**EXERCISE TASK**
Copy out each line below that contains the word "window". The match is case-sensitive.
◇ ◇ ◇ ◇ ◇
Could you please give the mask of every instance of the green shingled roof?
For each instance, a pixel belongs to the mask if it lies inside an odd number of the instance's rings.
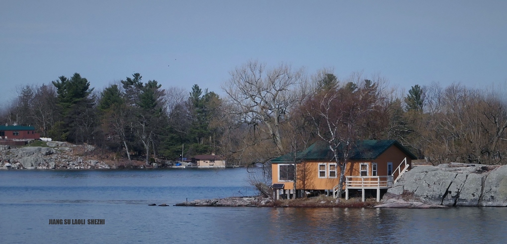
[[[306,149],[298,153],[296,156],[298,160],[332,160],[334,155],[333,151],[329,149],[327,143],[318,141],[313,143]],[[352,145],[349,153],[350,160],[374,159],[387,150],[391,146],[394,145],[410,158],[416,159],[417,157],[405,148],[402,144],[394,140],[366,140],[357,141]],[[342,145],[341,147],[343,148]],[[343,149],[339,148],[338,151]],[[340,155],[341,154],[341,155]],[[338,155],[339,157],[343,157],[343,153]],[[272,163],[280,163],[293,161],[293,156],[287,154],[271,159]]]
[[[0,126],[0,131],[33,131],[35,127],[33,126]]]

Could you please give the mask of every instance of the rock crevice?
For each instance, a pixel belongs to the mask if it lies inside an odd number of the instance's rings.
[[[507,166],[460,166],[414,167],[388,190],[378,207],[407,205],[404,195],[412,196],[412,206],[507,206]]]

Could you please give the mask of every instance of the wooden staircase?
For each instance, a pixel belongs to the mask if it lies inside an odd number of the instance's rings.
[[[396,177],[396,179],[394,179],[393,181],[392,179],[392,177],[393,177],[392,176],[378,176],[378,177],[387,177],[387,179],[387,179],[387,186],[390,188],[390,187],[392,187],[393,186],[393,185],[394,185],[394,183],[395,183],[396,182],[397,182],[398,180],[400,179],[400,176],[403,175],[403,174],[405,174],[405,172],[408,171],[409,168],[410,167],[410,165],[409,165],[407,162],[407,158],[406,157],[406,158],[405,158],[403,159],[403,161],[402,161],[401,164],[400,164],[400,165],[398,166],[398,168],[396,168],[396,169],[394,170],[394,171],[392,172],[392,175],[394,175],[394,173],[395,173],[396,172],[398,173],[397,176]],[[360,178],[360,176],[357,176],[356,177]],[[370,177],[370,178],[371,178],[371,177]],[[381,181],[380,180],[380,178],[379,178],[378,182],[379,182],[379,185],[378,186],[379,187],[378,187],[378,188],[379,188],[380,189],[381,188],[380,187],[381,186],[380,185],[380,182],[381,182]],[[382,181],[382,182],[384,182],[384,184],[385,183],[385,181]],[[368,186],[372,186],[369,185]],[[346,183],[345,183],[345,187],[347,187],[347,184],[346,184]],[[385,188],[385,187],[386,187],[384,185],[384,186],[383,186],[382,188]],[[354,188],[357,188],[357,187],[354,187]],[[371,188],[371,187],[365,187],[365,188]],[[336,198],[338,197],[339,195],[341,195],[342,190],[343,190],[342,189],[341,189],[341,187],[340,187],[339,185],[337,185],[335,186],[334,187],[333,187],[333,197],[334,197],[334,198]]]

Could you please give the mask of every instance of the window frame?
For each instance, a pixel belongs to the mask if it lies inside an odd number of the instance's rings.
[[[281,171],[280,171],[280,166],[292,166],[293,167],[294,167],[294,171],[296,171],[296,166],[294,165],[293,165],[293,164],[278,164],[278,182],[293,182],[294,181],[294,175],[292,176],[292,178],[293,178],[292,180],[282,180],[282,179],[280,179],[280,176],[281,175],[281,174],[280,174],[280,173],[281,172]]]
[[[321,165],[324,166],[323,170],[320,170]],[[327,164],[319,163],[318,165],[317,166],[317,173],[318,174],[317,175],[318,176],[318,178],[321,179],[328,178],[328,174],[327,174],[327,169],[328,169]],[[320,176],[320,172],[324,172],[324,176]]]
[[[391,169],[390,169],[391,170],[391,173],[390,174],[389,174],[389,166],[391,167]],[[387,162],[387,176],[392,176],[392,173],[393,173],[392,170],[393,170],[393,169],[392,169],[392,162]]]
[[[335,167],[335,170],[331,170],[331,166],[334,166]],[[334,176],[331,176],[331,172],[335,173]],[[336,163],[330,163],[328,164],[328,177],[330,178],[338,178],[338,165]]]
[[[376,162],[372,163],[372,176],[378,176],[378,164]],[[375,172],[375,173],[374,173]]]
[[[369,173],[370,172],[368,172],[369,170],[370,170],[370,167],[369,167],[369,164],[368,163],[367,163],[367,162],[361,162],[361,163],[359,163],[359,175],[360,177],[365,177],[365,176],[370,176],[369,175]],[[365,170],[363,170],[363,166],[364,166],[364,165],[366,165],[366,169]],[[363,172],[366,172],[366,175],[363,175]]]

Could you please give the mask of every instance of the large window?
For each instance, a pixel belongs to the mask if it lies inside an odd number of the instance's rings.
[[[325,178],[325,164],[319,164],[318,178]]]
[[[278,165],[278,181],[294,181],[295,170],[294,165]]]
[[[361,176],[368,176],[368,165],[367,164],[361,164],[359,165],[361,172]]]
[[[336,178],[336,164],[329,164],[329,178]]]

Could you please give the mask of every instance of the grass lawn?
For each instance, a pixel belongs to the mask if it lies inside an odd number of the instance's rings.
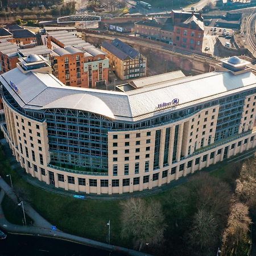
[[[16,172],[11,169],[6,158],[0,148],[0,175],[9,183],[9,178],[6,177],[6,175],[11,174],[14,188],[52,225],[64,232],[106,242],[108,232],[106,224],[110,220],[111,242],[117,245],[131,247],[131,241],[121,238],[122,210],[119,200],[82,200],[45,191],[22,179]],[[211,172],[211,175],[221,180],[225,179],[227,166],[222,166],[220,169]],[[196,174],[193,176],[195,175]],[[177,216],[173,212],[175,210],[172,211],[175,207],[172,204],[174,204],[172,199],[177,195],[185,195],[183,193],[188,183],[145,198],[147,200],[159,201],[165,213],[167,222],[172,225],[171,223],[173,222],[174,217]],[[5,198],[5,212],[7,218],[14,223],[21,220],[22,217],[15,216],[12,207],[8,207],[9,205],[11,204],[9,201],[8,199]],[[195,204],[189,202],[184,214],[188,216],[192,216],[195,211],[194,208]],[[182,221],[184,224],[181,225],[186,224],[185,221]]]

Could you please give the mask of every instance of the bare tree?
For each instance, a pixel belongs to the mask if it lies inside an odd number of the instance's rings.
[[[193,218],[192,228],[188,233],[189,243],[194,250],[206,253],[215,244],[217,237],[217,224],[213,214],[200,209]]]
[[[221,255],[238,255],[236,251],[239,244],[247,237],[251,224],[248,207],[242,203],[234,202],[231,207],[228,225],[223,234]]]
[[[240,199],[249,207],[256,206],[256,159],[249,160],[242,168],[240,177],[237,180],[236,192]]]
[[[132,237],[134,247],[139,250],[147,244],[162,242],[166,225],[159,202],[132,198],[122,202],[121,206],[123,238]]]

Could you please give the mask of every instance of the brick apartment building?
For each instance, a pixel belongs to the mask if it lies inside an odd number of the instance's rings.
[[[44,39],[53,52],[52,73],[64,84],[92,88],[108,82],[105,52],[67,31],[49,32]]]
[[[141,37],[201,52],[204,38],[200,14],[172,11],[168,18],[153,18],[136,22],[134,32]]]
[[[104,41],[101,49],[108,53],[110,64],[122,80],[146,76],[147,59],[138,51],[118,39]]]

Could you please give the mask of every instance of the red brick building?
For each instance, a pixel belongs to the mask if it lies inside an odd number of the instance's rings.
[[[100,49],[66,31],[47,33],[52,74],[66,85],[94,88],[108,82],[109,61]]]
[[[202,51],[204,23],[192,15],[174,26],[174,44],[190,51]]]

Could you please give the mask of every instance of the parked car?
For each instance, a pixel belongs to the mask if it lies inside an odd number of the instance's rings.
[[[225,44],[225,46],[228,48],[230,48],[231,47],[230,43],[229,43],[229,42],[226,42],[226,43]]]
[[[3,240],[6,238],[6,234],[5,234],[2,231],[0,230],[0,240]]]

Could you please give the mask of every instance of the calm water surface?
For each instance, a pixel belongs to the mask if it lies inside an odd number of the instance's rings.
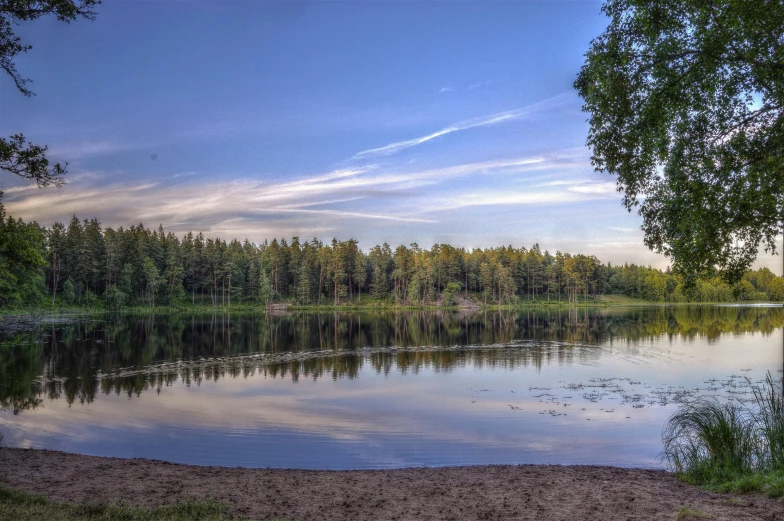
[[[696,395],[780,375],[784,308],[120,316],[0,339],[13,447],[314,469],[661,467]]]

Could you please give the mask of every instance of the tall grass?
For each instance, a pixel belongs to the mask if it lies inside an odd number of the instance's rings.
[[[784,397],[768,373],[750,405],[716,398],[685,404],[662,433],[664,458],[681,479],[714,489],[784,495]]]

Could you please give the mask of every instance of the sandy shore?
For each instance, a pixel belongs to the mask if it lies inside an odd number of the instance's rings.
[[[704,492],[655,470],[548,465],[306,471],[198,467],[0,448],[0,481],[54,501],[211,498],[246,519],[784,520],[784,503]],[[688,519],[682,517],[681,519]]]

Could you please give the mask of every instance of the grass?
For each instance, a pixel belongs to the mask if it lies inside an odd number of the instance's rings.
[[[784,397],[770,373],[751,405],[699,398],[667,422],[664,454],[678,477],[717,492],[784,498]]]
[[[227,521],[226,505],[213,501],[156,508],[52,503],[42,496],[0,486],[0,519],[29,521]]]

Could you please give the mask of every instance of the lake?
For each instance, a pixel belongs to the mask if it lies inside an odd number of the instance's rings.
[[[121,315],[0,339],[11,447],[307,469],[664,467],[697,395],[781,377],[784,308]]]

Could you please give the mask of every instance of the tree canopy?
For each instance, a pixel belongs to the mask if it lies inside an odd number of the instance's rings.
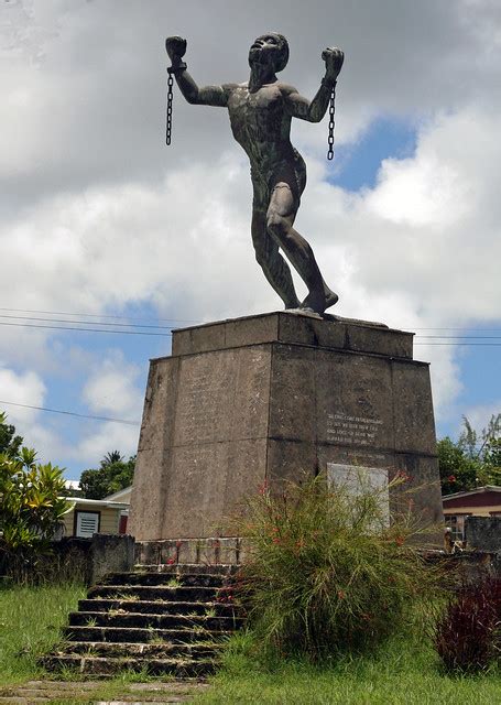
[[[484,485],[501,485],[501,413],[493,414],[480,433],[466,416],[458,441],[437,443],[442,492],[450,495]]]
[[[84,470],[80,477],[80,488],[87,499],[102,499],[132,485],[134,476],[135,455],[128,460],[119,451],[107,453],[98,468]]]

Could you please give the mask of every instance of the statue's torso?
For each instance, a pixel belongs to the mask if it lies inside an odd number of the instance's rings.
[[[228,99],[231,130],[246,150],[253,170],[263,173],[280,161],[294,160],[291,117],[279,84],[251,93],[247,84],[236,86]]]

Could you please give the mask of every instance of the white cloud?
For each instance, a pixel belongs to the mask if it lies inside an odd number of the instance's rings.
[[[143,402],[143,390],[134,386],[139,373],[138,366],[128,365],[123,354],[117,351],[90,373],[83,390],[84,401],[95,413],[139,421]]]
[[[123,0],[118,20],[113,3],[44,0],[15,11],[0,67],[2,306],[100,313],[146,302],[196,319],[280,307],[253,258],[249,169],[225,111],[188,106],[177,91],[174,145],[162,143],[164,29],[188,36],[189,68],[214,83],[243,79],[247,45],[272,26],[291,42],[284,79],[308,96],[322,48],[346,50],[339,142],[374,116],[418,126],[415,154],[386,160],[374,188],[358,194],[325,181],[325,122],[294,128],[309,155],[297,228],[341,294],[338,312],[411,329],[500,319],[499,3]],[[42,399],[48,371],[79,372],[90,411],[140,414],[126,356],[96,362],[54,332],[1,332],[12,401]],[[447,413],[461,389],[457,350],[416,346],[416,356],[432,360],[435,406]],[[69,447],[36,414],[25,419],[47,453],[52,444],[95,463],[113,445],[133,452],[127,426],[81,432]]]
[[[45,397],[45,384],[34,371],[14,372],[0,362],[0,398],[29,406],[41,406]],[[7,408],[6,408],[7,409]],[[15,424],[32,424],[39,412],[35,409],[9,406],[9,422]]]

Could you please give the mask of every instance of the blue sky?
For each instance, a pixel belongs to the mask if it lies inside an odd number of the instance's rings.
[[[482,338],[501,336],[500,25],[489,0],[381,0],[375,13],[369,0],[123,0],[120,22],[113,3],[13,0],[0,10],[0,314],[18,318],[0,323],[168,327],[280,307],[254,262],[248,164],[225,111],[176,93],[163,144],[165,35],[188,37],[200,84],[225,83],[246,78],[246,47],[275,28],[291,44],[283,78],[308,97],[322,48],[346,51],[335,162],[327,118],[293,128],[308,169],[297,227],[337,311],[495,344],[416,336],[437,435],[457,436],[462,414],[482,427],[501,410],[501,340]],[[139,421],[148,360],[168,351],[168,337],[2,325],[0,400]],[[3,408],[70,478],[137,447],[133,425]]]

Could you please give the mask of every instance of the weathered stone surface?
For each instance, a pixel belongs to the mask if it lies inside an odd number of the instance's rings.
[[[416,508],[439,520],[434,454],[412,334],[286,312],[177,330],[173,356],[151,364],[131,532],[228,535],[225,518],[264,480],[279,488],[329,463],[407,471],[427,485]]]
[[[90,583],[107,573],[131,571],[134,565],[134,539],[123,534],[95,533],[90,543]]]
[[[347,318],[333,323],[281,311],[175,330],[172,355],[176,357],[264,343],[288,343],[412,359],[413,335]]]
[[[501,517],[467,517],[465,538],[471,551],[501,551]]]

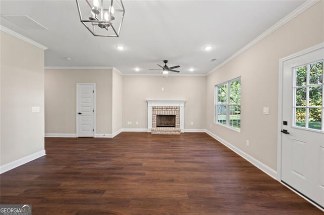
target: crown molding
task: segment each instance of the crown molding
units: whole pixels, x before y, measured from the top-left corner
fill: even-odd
◇ ◇ ◇ ◇ ◇
**CORRECT OUTPUT**
Could you please give the mask of every instance of the window frame?
Could you please give the mask of every instance of the large window?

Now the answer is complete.